:: Excerto fornecido ::

Miguel Santos. “Queremos no MIL os melhores dos melhores.”
Durante a presente época, o Fair Play irá ao encontro das Associações Regionais, procurando falar com os respectivos representantes. O X Meeting Internacional de Lisboa serviu de pretexto para conversarmos com o Presidente da Associação de Natação de Lisboa, Miguel Santos
Miguel Santos, o seu mandato na presidência da ANL iniciou-se há pouco mais de um ano, quais são as principais linhas estratégicas deste mandato?
MS: Sem dúvida que a recuperação financeira da ANL, iniciada ainda no mandato anterior encabeçado pelo Carlos Fernandes, e do qual a maioria da presente equipa já fazia parte. Para isso foi traçada uma linha condutora relativamente à organização do calendário regional, na qualidade de organização de eventos, e na constante otimização dos recursos existentes, quer financeiros, materiais ou humanos. Um marco histórico desse percurso foi a aquisição do equipamento de cronometragem eletrónica, pois tratou-se de um investimento a médio-longo prazo, que ao mesmo tempo retirou uma enorme fatia do lado dos custos anuais. Atualmente temos o passivo para menos de 50%, não incluindo o valor em dívida do financiamento obtido para aquela aquisição, também esse já liquidado em mais de 50%. Naturalmente que a sustentabilidade deste percurso depende do desenvolvimento da modalidade, e para isso temos que ter em mente que o orçamento da ANL depende na sua maioria aos seus clubes, pois são estes que suportam a execução do quadro competitivo de cada época. Por outro lado, temos tentado procurar fontes de receitas alternativas, e o investimento no sistema de cronometragem também veio dar impulso nesse particular. Ainda falta muito por fazer no que concerne ao estreitamento de relações com várias câmaras municipais, para através de contratos programa apoiarem o fomento e desenvolvimento desportivo da natação.
Decorreu no passado fim-de-semana o X Meeting Internacional de Lisboa WOS, que balanço faz da edição deste ano?

:::
:: Registos ::

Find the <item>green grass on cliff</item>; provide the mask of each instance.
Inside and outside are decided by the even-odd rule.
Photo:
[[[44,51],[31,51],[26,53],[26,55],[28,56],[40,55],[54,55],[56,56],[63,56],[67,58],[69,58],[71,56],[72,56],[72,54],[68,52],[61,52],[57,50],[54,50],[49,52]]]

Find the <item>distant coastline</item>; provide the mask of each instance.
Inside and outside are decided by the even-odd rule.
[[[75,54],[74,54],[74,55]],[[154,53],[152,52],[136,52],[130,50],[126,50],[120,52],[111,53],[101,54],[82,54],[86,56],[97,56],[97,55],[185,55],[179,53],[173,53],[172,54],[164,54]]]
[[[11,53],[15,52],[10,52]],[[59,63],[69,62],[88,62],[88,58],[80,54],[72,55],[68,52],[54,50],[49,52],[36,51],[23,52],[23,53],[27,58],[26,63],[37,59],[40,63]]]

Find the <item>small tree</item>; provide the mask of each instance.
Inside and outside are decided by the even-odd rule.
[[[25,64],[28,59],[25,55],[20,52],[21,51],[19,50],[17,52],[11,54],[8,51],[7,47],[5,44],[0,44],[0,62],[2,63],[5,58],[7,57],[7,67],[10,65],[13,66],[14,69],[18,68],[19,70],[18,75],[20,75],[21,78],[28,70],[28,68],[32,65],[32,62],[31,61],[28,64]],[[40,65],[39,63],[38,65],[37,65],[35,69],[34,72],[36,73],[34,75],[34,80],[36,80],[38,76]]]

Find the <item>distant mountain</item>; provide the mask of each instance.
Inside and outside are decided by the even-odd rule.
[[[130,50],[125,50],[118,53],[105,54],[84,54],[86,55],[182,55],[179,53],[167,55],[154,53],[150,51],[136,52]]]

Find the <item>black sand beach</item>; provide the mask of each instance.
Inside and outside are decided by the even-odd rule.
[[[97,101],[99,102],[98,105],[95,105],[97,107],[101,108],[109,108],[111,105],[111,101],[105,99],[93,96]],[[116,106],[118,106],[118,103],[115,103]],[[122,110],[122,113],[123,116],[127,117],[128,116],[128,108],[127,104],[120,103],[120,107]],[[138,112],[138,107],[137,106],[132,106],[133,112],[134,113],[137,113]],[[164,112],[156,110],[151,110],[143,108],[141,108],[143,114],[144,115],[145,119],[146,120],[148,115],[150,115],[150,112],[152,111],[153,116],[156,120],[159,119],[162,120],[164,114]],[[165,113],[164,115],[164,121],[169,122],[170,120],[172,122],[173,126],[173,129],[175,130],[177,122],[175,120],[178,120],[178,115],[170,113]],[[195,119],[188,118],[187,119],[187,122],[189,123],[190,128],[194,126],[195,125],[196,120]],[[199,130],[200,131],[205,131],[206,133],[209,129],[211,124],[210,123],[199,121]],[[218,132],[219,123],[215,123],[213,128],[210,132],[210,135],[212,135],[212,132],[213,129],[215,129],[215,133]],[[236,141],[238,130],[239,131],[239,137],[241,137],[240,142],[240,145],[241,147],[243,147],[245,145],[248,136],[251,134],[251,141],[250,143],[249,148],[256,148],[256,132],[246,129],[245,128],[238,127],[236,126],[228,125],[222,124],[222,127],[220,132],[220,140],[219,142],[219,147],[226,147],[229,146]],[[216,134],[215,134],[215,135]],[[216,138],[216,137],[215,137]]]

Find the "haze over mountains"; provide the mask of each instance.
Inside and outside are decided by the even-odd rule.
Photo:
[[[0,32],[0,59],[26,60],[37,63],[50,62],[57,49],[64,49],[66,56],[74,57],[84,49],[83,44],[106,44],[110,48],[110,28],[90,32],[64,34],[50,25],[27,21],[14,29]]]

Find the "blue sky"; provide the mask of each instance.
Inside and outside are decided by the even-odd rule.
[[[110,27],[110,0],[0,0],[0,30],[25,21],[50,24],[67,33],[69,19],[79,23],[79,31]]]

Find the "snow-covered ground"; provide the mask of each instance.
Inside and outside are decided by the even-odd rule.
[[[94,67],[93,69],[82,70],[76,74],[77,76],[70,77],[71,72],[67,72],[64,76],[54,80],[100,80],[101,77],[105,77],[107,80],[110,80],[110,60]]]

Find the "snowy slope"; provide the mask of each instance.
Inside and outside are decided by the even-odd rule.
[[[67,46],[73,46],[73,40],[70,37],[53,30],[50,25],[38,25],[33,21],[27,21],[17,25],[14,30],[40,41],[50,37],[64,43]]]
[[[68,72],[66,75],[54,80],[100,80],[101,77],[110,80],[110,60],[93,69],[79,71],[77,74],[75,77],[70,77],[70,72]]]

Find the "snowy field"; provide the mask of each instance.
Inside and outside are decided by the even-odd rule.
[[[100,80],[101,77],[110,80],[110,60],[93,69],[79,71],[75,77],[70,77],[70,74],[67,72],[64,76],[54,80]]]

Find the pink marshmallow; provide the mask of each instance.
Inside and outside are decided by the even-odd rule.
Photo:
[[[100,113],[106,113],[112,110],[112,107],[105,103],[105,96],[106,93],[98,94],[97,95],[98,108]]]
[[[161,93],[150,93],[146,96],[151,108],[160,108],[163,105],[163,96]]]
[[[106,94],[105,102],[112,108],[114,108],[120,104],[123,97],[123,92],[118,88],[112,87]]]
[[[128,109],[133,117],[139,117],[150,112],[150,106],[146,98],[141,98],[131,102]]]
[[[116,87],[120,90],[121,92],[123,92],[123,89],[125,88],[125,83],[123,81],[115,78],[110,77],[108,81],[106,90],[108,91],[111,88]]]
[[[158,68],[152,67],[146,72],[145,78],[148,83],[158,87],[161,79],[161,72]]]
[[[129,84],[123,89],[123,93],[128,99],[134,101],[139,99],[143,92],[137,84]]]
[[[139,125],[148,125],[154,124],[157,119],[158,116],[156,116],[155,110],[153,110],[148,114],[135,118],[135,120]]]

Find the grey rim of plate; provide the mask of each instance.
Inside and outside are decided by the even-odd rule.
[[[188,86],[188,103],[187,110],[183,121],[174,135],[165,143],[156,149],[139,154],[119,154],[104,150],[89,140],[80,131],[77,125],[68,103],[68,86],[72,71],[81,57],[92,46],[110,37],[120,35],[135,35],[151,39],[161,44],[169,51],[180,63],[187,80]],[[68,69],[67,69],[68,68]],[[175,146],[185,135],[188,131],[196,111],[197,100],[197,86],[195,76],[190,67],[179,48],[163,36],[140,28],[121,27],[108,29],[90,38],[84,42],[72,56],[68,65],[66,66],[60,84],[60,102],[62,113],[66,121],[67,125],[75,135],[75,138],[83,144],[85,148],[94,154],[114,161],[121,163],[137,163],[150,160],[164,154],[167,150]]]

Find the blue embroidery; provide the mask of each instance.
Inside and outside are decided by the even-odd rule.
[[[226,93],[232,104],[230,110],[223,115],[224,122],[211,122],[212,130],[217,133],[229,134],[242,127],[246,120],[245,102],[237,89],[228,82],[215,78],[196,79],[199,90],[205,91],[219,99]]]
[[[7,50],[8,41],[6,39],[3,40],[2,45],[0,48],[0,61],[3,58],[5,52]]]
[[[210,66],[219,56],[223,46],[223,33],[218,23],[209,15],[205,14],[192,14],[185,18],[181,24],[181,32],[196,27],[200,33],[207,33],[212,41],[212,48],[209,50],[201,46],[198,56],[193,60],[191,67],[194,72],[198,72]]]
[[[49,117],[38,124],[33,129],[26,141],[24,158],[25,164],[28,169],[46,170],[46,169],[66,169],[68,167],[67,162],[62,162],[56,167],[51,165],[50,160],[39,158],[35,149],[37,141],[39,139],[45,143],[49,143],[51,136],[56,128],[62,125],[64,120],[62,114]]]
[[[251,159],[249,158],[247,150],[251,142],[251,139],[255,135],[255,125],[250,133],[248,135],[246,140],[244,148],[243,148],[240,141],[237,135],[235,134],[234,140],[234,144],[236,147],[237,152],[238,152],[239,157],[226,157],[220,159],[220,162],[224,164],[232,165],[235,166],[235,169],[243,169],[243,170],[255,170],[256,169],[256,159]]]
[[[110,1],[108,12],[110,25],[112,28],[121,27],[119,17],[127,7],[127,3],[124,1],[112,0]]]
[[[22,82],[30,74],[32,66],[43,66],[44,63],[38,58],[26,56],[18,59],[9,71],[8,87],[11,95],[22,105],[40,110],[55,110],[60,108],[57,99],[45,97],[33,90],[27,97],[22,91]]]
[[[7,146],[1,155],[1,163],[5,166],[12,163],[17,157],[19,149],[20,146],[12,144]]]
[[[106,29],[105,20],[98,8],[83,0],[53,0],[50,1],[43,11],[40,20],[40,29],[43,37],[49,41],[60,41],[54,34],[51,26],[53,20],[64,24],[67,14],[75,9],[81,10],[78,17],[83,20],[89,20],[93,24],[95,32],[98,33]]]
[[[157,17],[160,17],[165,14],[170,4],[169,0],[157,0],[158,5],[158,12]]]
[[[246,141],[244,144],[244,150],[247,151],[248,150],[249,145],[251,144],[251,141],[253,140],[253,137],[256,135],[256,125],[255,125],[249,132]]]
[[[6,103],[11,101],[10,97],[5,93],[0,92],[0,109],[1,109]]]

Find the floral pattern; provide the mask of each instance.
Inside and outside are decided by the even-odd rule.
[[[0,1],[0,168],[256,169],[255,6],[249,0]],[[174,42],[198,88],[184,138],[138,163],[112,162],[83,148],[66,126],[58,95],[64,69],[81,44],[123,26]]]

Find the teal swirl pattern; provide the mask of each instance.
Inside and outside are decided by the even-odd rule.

:::

## Tarefa breve
Responda com base no excerto fornecido:
(a) Que evento serviu de pretexto para a conversa com Miguel Santos?
(b) Quem encabeçou o mandato anterior na ANL?
(c) Que aquisição é apontada como um marco histórico do percurso de recuperação financeira?
Os registos não fazem falta para esta tarefa.

## A resposta
(a) O X Meeting Internacional de Lisboa.
(b) Carlos Fernandes.
(c) A aquisição do equipamento de cronometragem eletrónica.